Date: Wed, 24 Jul 2013 17:07:46 -0400
From: "J.Bruce Fields" <bfields@citi.umich.edu>
To: Ben Myers <bpm@sgi.com>
Cc: NeilBrown <neilb@suse.de>, Olga Kornievskaia <aglo@citi.umich.edu>,
        NFS <linux-nfs@vger.kernel.org>
Subject: Re: Is tcp autotuning really what NFS wants?
Message-ID: <20130724210746.GB5777@fieldses.org>
References: <20130710092255.0240a36d@notabene.brown>
 <20130710022735.GI8281@fieldses.org>
 <20130710143233.77e35721@notabene.brown>
 <20130710190727.GA22305@fieldses.org>
 <20130715143203.51bc583b@notabene.brown>
 <20130716015803.GA5271@fieldses.org>
 <20130716140021.312b5b07@notabene.brown>
 <20130716142430.GA11977@fieldses.org>
 <20130718000319.GL1681@sgi.com>
MIME-Version: 1.0
Content-Type: text/plain; charset=us-ascii
In-Reply-To: <20130718000319.GL1681@sgi.com>
Sender: linux-nfs-owner@vger.kernel.org

On Wed, Jul 17, 2013 at 07:03:19PM -0500, Ben Myers wrote:
> Hey Bruce,
> 
> On Tue, Jul 16, 2013 at 10:24:30AM -0400, J.Bruce Fields wrote:
> > Adding Ben Myers to Cc: in case he has any testing help or advice (see
> > below):
> > 
> > On Tue, Jul 16, 2013 at 02:00:21PM +1000, NeilBrown wrote:
> > > That would be because I only allowed extra requests up to half the number of
> > > idle threads, and there would be zero idle threads.
> > > 
> > > So yes - I see your point.
> > > 
> > > I now think that it is sufficient to just allow one request through per
> > > socket.  While there is high memory pressure, that is sufficient.  When the
> > > memory pressure drops, that should be enough to cause sndbuf to grow.
> > > 
> > > We should be able to use xpt_reserved to check if this is the only request
> > > or not: 
> > 
> > A remaining possible bad case is if the number of "bad" sockets is more
> > than the number of threads, and if the problem is something that won't
> > resolve itself by just waiting a little while.
> > 
> > I don't know if that's likely in practice.  Maybe a network failure cuts
> > you off from a large swath (but not all) of your clients?  Or maybe some
> > large proportion of your clients are just slow?
> > 
> > But this is two lines and looks likely to solve the immediate
> > problem:
> > 
> > > diff --git a/net/sunrpc/svc_xprt.c b/net/sunrpc/svc_xprt.c
> > > index 80a6640..5b832ef 100644
> > > --- a/net/sunrpc/svc_xprt.c
> > > +++ b/net/sunrpc/svc_xprt.c
> > > @@ -331,7 +331,8 @@ static bool svc_xprt_has_something_to_do(struct svc_xprt *xprt)
> > >  	if (xprt->xpt_flags & ((1<<XPT_CONN)|(1<<XPT_CLOSE)))

- - - - -

§ **Written exercise 1**
List every email address that appears in the From, To, and Cc header lines of the email.
§ **Written exercise 2**
Set down, word for word, the part of the email that opens with the words containing "On Wed, Jul" and closes with "zero idle threads.".
This data has nothing to do with the email above.

§ **Coordinate annotation data**
- - - - -

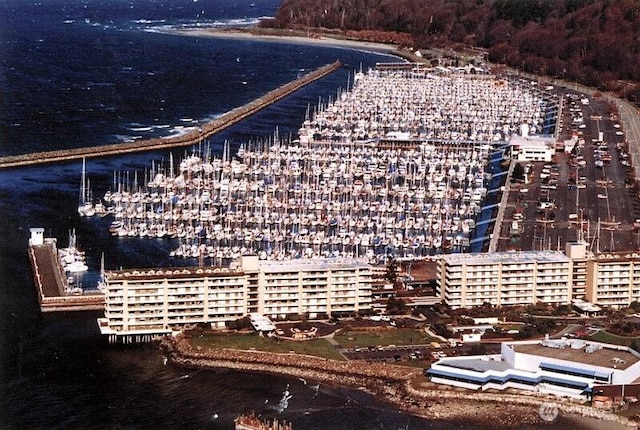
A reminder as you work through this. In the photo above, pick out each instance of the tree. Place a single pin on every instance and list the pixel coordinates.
(396, 306)
(518, 173)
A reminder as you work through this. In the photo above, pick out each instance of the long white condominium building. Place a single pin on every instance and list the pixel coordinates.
(149, 302)
(504, 278)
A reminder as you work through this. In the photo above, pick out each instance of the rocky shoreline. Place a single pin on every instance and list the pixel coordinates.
(398, 385)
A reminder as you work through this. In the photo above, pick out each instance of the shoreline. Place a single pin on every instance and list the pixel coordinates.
(282, 37)
(395, 385)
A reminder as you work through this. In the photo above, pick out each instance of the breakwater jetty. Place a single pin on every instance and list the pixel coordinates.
(185, 139)
(52, 284)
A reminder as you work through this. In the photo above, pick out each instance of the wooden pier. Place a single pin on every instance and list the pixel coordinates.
(52, 285)
(190, 138)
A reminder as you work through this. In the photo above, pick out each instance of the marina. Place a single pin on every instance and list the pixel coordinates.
(51, 271)
(186, 137)
(392, 167)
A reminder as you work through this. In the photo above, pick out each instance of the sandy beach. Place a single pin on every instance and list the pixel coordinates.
(401, 386)
(295, 39)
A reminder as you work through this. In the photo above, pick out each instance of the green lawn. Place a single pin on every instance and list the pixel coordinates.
(603, 336)
(316, 347)
(353, 338)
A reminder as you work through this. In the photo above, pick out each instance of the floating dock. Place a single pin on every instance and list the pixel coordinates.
(185, 139)
(51, 282)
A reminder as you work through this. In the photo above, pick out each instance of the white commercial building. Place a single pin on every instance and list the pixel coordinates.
(561, 367)
(143, 303)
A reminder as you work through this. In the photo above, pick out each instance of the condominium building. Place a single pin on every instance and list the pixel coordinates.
(613, 279)
(504, 278)
(149, 302)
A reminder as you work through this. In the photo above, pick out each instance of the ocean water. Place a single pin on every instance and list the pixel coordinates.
(87, 72)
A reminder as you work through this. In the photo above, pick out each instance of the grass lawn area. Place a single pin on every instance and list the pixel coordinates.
(603, 336)
(317, 347)
(353, 338)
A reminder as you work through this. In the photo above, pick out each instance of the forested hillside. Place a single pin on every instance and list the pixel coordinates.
(595, 42)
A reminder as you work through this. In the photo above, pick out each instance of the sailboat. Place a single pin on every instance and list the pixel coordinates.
(85, 207)
(102, 283)
(71, 258)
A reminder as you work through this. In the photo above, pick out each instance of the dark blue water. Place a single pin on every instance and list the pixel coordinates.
(77, 73)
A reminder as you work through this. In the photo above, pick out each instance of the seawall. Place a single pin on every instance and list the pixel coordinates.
(396, 384)
(189, 138)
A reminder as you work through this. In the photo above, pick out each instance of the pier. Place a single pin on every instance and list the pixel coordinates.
(189, 138)
(51, 282)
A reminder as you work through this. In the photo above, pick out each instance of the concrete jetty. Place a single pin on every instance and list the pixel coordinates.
(51, 282)
(189, 138)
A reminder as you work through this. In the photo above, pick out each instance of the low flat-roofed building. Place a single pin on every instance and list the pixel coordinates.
(562, 367)
(532, 148)
(151, 302)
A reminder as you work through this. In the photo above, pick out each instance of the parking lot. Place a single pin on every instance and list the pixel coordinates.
(587, 194)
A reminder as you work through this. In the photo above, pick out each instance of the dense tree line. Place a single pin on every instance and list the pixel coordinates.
(594, 42)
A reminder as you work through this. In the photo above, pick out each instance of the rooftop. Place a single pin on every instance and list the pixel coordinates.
(320, 264)
(507, 257)
(610, 356)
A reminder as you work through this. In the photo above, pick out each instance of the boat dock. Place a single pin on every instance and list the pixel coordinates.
(189, 138)
(51, 282)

- - - - -

§ **Written answer 1**
bfields@citi.umich.edu
bpm@sgi.com
neilb@suse.de
aglo@citi.umich.edu
linux-nfs@vger.kernel.org

§ **Written answer 2**
On Wed, Jul 17, 2013 at 07:03:19PM -0500, Ben Myers wrote:
> Hey Bruce,
> 
> On Tue, Jul 16, 2013 at 10:24:30AM -0400, J.Bruce Fields wrote:
> > Adding Ben Myers to Cc: in case he has any testing help or advice (see
> > below):
> > 
> > On Tue, Jul 16, 2013 at 02:00:21PM +1000, NeilBrown wrote:
> > > That would be because I only allowed extra requests up to half the number of
> > > idle threads, and there would be zero idle threads.